**TASK DIRECTIONS:** With the pictures left out, restate exactly the part below that opens with the line containing "Query: power line" and closes with the line containing "Where can the grass".

Records from a data collection:
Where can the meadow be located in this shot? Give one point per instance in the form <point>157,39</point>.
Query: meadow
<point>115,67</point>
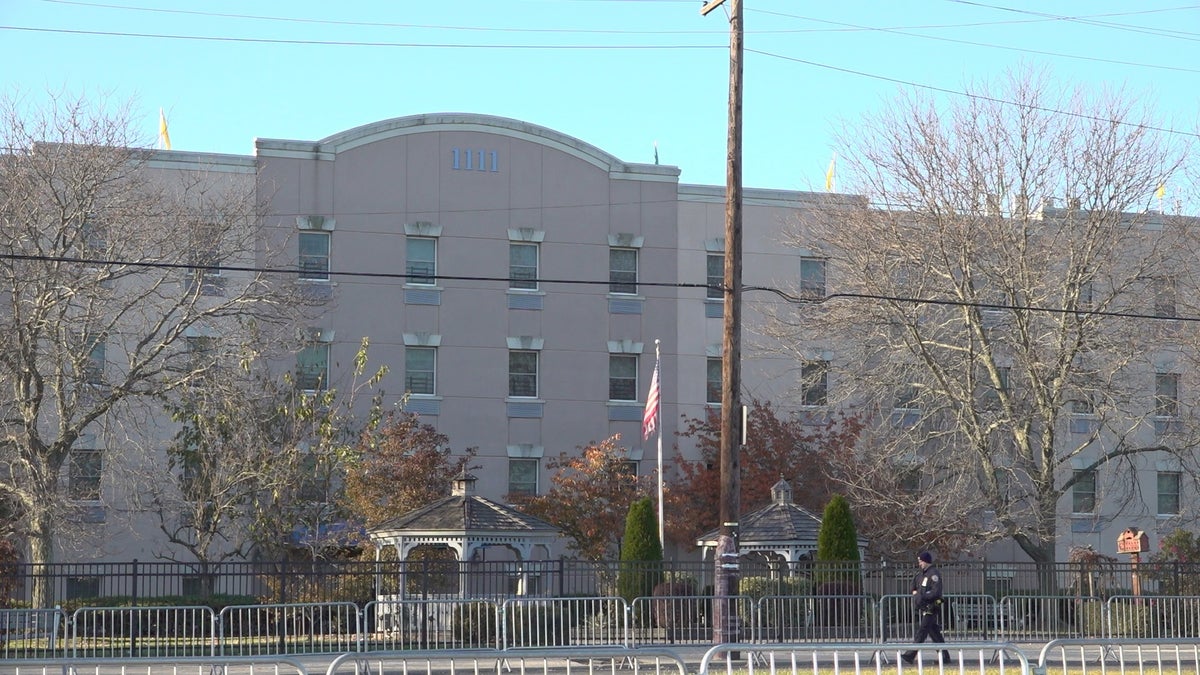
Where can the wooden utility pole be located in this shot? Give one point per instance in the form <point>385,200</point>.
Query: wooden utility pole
<point>726,625</point>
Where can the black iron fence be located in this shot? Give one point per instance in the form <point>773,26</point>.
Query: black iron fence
<point>137,583</point>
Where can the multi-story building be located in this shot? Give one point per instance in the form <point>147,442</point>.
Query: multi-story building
<point>517,281</point>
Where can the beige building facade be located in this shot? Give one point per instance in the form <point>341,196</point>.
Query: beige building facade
<point>516,281</point>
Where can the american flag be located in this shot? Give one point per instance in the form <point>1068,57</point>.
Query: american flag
<point>651,417</point>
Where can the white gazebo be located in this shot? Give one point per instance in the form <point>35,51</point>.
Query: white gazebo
<point>781,530</point>
<point>466,523</point>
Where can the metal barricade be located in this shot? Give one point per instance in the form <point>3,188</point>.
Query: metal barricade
<point>822,658</point>
<point>675,620</point>
<point>148,665</point>
<point>839,619</point>
<point>431,625</point>
<point>1158,616</point>
<point>28,633</point>
<point>1043,617</point>
<point>1146,657</point>
<point>528,622</point>
<point>151,632</point>
<point>289,628</point>
<point>533,661</point>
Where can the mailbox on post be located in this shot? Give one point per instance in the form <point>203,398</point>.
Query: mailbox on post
<point>1133,542</point>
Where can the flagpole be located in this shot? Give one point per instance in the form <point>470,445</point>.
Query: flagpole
<point>658,366</point>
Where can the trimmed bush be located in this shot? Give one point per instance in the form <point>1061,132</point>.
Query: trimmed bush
<point>641,553</point>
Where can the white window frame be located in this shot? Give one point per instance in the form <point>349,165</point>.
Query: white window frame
<point>429,278</point>
<point>1078,494</point>
<point>514,464</point>
<point>315,347</point>
<point>534,375</point>
<point>618,284</point>
<point>519,278</point>
<point>1167,395</point>
<point>815,380</point>
<point>85,485</point>
<point>629,377</point>
<point>714,290</point>
<point>709,382</point>
<point>1177,493</point>
<point>307,270</point>
<point>811,287</point>
<point>411,372</point>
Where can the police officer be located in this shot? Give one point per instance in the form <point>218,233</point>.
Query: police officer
<point>927,599</point>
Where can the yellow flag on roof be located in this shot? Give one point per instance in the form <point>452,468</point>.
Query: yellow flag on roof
<point>163,135</point>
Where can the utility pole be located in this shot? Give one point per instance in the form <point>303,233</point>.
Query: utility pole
<point>726,625</point>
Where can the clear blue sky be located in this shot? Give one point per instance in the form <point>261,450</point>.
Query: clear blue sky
<point>621,75</point>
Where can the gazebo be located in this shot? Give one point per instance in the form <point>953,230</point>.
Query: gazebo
<point>781,530</point>
<point>466,523</point>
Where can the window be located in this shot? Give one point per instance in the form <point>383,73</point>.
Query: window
<point>94,238</point>
<point>202,358</point>
<point>205,258</point>
<point>623,270</point>
<point>907,398</point>
<point>1164,297</point>
<point>993,393</point>
<point>522,476</point>
<point>83,477</point>
<point>312,368</point>
<point>815,383</point>
<point>420,370</point>
<point>813,279</point>
<point>1083,493</point>
<point>1083,406</point>
<point>715,276</point>
<point>522,374</point>
<point>622,377</point>
<point>523,267</point>
<point>909,479</point>
<point>82,587</point>
<point>315,256</point>
<point>94,364</point>
<point>1167,394</point>
<point>1086,296</point>
<point>713,382</point>
<point>421,260</point>
<point>1168,493</point>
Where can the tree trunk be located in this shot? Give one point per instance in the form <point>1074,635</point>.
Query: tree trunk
<point>41,556</point>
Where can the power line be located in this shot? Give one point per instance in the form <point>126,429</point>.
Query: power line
<point>1085,21</point>
<point>353,43</point>
<point>779,292</point>
<point>799,300</point>
<point>979,96</point>
<point>1006,47</point>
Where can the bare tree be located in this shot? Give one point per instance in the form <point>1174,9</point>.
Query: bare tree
<point>108,266</point>
<point>1001,303</point>
<point>256,463</point>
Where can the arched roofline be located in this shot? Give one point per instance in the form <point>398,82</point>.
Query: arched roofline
<point>328,148</point>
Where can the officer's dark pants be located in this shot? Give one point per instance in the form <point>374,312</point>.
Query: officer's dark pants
<point>928,627</point>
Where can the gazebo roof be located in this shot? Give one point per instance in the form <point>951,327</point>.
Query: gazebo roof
<point>783,526</point>
<point>463,513</point>
<point>465,521</point>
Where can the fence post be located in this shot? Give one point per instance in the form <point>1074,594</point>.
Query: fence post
<point>133,613</point>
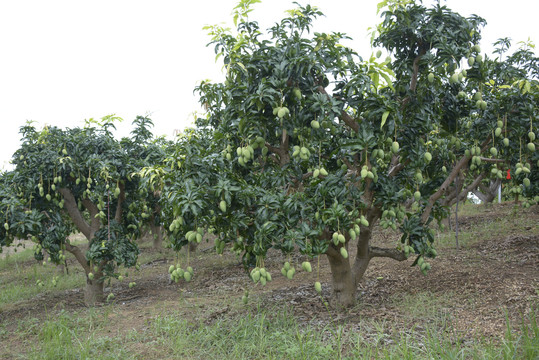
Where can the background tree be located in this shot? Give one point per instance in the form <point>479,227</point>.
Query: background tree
<point>80,180</point>
<point>307,146</point>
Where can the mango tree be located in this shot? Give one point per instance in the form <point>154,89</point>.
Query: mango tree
<point>308,147</point>
<point>79,179</point>
<point>510,90</point>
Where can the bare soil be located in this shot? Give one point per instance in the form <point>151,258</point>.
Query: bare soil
<point>474,289</point>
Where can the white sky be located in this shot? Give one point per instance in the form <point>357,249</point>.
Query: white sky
<point>63,61</point>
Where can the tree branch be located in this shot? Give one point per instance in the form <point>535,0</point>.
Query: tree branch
<point>121,198</point>
<point>77,252</point>
<point>74,213</point>
<point>389,253</point>
<point>348,120</point>
<point>445,185</point>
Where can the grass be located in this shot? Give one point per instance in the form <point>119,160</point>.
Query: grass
<point>184,330</point>
<point>510,222</point>
<point>262,334</point>
<point>19,273</point>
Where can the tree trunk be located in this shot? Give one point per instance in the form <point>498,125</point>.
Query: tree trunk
<point>193,247</point>
<point>344,281</point>
<point>157,235</point>
<point>93,293</point>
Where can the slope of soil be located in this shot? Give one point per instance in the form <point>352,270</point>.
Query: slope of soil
<point>494,274</point>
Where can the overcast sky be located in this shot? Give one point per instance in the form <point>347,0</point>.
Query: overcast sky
<point>65,61</point>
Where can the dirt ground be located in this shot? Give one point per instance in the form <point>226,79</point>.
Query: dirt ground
<point>472,288</point>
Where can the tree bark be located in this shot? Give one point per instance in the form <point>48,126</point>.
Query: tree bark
<point>343,280</point>
<point>93,292</point>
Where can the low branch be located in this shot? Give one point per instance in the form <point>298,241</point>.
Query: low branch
<point>463,162</point>
<point>489,160</point>
<point>389,253</point>
<point>463,194</point>
<point>121,198</point>
<point>74,213</point>
<point>77,252</point>
<point>345,117</point>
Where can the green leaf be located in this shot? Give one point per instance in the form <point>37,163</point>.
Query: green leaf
<point>384,118</point>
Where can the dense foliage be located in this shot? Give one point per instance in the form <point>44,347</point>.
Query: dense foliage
<point>81,180</point>
<point>307,146</point>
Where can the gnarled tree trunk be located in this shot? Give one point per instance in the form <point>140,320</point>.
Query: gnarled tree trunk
<point>93,292</point>
<point>345,276</point>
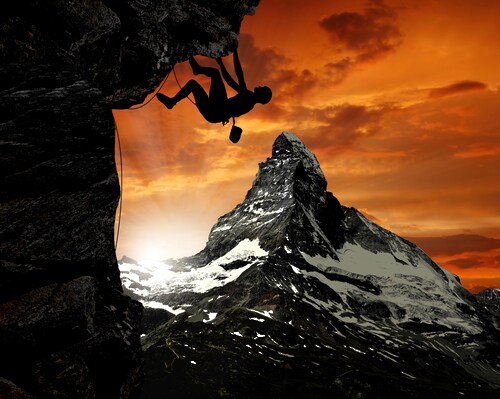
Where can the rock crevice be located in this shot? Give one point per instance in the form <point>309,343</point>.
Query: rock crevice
<point>63,67</point>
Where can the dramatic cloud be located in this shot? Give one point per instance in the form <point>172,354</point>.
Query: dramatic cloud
<point>365,37</point>
<point>457,88</point>
<point>456,244</point>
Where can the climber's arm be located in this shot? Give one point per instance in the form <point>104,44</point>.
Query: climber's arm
<point>227,77</point>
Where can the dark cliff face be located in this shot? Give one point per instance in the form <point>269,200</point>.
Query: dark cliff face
<point>66,330</point>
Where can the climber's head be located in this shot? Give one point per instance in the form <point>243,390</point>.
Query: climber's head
<point>263,94</point>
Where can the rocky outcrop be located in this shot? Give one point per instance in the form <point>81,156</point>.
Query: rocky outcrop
<point>301,297</point>
<point>66,330</point>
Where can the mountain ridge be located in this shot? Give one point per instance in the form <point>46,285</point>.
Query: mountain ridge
<point>295,286</point>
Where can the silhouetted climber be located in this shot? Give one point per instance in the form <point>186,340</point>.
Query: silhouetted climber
<point>216,106</point>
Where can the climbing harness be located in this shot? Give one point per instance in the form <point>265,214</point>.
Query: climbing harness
<point>236,131</point>
<point>234,136</point>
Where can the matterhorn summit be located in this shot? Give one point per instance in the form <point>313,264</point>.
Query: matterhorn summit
<point>295,295</point>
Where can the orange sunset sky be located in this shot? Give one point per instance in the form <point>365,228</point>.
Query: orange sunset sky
<point>398,99</point>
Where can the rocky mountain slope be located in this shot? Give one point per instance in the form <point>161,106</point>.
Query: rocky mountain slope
<point>295,295</point>
<point>66,329</point>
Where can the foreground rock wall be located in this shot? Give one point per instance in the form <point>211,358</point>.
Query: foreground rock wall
<point>66,330</point>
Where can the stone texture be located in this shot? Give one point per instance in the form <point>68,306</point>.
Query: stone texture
<point>63,66</point>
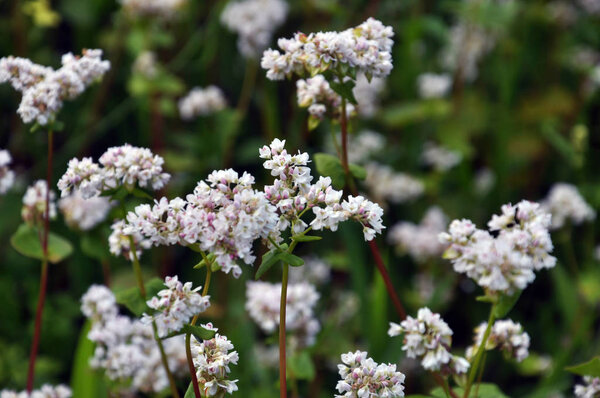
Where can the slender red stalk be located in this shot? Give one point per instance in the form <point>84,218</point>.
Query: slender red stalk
<point>44,274</point>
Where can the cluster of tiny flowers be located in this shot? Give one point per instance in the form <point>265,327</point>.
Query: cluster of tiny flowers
<point>84,214</point>
<point>223,216</point>
<point>565,203</point>
<point>316,94</point>
<point>34,203</point>
<point>119,241</point>
<point>201,102</point>
<point>366,48</point>
<point>47,391</point>
<point>254,21</point>
<point>439,158</point>
<point>161,9</point>
<point>211,360</point>
<point>292,193</point>
<point>367,94</point>
<point>126,349</point>
<point>505,258</point>
<point>362,377</point>
<point>384,184</point>
<point>262,304</point>
<point>175,306</point>
<point>429,338</point>
<point>44,89</point>
<point>124,165</point>
<point>506,335</point>
<point>433,86</point>
<point>420,240</point>
<point>7,176</point>
<point>590,388</point>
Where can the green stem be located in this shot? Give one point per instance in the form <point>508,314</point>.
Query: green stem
<point>480,351</point>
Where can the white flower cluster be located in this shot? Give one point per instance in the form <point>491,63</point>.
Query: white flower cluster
<point>161,9</point>
<point>125,348</point>
<point>429,338</point>
<point>420,240</point>
<point>316,94</point>
<point>505,258</point>
<point>84,214</point>
<point>367,94</point>
<point>506,335</point>
<point>384,184</point>
<point>590,388</point>
<point>212,359</point>
<point>175,306</point>
<point>262,304</point>
<point>362,377</point>
<point>434,86</point>
<point>366,48</point>
<point>292,193</point>
<point>34,203</point>
<point>223,217</point>
<point>440,158</point>
<point>565,203</point>
<point>119,241</point>
<point>47,391</point>
<point>7,176</point>
<point>254,21</point>
<point>124,165</point>
<point>44,89</point>
<point>201,102</point>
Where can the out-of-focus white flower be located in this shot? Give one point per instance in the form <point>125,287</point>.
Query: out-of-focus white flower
<point>254,21</point>
<point>84,214</point>
<point>440,158</point>
<point>34,203</point>
<point>384,184</point>
<point>366,48</point>
<point>565,203</point>
<point>429,338</point>
<point>201,102</point>
<point>434,86</point>
<point>420,240</point>
<point>508,261</point>
<point>124,165</point>
<point>362,377</point>
<point>7,176</point>
<point>44,89</point>
<point>47,391</point>
<point>262,304</point>
<point>506,335</point>
<point>212,359</point>
<point>175,306</point>
<point>590,388</point>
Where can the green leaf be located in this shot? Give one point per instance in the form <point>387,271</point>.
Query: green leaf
<point>505,304</point>
<point>132,298</point>
<point>329,165</point>
<point>344,90</point>
<point>357,171</point>
<point>27,242</point>
<point>268,260</point>
<point>301,366</point>
<point>589,368</point>
<point>291,259</point>
<point>306,238</point>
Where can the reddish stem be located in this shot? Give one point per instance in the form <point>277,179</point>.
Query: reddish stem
<point>44,275</point>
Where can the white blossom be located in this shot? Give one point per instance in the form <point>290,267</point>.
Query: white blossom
<point>201,102</point>
<point>428,338</point>
<point>175,306</point>
<point>362,377</point>
<point>254,21</point>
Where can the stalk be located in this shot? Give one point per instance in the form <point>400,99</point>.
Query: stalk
<point>44,273</point>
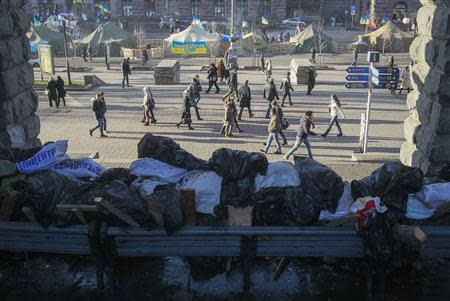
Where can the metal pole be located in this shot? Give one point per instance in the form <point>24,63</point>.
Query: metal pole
<point>69,80</point>
<point>369,101</point>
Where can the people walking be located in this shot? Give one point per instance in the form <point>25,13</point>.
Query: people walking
<point>306,123</point>
<point>148,104</point>
<point>245,98</point>
<point>99,108</point>
<point>335,108</point>
<point>355,57</point>
<point>186,114</point>
<point>221,70</point>
<point>274,130</point>
<point>286,87</point>
<point>61,91</point>
<point>52,92</point>
<point>126,72</point>
<point>270,94</point>
<point>212,78</point>
<point>311,80</point>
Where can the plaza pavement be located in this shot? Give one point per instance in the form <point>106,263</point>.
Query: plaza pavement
<point>125,112</point>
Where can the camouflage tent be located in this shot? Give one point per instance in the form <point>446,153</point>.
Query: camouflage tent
<point>108,33</point>
<point>41,33</point>
<point>388,38</point>
<point>253,41</point>
<point>310,38</point>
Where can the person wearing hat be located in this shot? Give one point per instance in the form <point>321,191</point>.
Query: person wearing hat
<point>274,129</point>
<point>286,87</point>
<point>270,94</point>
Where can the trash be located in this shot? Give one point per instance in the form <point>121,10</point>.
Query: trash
<point>321,185</point>
<point>417,210</point>
<point>279,174</point>
<point>392,182</point>
<point>343,208</point>
<point>169,201</point>
<point>150,167</point>
<point>434,195</point>
<point>168,151</point>
<point>146,187</point>
<point>49,155</point>
<point>236,165</point>
<point>207,186</point>
<point>79,168</point>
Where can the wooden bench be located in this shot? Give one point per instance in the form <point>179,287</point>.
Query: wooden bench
<point>244,242</point>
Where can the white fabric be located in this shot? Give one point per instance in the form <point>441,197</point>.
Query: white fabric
<point>207,186</point>
<point>343,208</point>
<point>79,168</point>
<point>434,195</point>
<point>150,167</point>
<point>279,174</point>
<point>417,210</point>
<point>50,155</point>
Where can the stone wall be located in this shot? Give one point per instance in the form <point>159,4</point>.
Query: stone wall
<point>19,125</point>
<point>427,129</point>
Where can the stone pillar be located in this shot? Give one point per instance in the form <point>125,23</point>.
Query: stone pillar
<point>19,125</point>
<point>427,129</point>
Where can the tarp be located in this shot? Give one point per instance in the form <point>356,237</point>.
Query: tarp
<point>310,38</point>
<point>253,41</point>
<point>388,38</point>
<point>43,35</point>
<point>109,33</point>
<point>194,40</point>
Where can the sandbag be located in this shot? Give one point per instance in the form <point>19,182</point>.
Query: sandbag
<point>150,167</point>
<point>168,151</point>
<point>49,155</point>
<point>236,165</point>
<point>279,174</point>
<point>79,168</point>
<point>322,186</point>
<point>207,186</point>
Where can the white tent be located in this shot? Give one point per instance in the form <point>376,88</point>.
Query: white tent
<point>194,40</point>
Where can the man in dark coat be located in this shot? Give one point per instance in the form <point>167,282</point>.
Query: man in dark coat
<point>270,93</point>
<point>311,80</point>
<point>126,71</point>
<point>52,92</point>
<point>286,87</point>
<point>212,78</point>
<point>244,100</point>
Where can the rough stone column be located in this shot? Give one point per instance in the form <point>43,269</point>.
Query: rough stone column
<point>427,129</point>
<point>19,125</point>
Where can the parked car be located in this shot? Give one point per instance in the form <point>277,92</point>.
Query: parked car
<point>294,22</point>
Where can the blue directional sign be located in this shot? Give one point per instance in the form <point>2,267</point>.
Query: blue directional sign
<point>357,77</point>
<point>358,70</point>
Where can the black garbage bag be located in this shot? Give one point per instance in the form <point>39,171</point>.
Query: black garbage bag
<point>17,154</point>
<point>236,165</point>
<point>392,182</point>
<point>121,174</point>
<point>43,191</point>
<point>168,151</point>
<point>321,185</point>
<point>169,201</point>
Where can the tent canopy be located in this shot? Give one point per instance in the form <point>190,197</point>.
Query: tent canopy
<point>388,38</point>
<point>42,35</point>
<point>253,41</point>
<point>109,33</point>
<point>311,38</point>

**OUTPUT FOR THIS TASK:**
Query: power line
<point>1085,21</point>
<point>353,43</point>
<point>779,292</point>
<point>799,300</point>
<point>979,96</point>
<point>1006,47</point>
Where can the bare tree be located in this shot? Give one point per instance in the form <point>1174,9</point>.
Query: bare tree
<point>108,266</point>
<point>1001,303</point>
<point>256,463</point>
Where can the arched roofline be located in this shot? Give one point per instance in the form <point>398,82</point>.
Query: arched roofline
<point>328,148</point>
Where can the officer's dark pants be located in this shot? Give one point per instance in the form <point>374,312</point>.
Query: officer's dark pants
<point>928,627</point>
Where can the gazebo roof be located in this shot? Give one point per instance in the form <point>951,327</point>.
Query: gazebo roof
<point>783,526</point>
<point>463,513</point>
<point>465,521</point>
Where can the fence post be located in this shot? Give one point per instance in the form <point>1074,594</point>.
Query: fence post
<point>133,613</point>
Where can the background tree be located in this shot? Give one point per instance in the form <point>479,227</point>.
Query: background tree
<point>80,180</point>
<point>307,146</point>
Where can the mango tree be located in this shot? Give one point per instance in the form <point>154,89</point>.
Query: mango tree
<point>308,147</point>
<point>79,179</point>
<point>510,90</point>
Where can the bare soil be located in this shot? Give one point per instance in the form <point>151,258</point>.
Query: bare soil
<point>474,289</point>
Where can the white sky be located in this shot? Give one point per instance in the form <point>357,249</point>.
Query: white sky
<point>63,61</point>
Where can the tree branch be located in this shot? Give one point per instance in the form <point>535,0</point>.
Query: tree branch
<point>121,198</point>
<point>77,252</point>
<point>74,213</point>
<point>389,253</point>
<point>348,120</point>
<point>445,185</point>
Where can the grass be located in this shot? Give one point per instance in the form <point>119,160</point>.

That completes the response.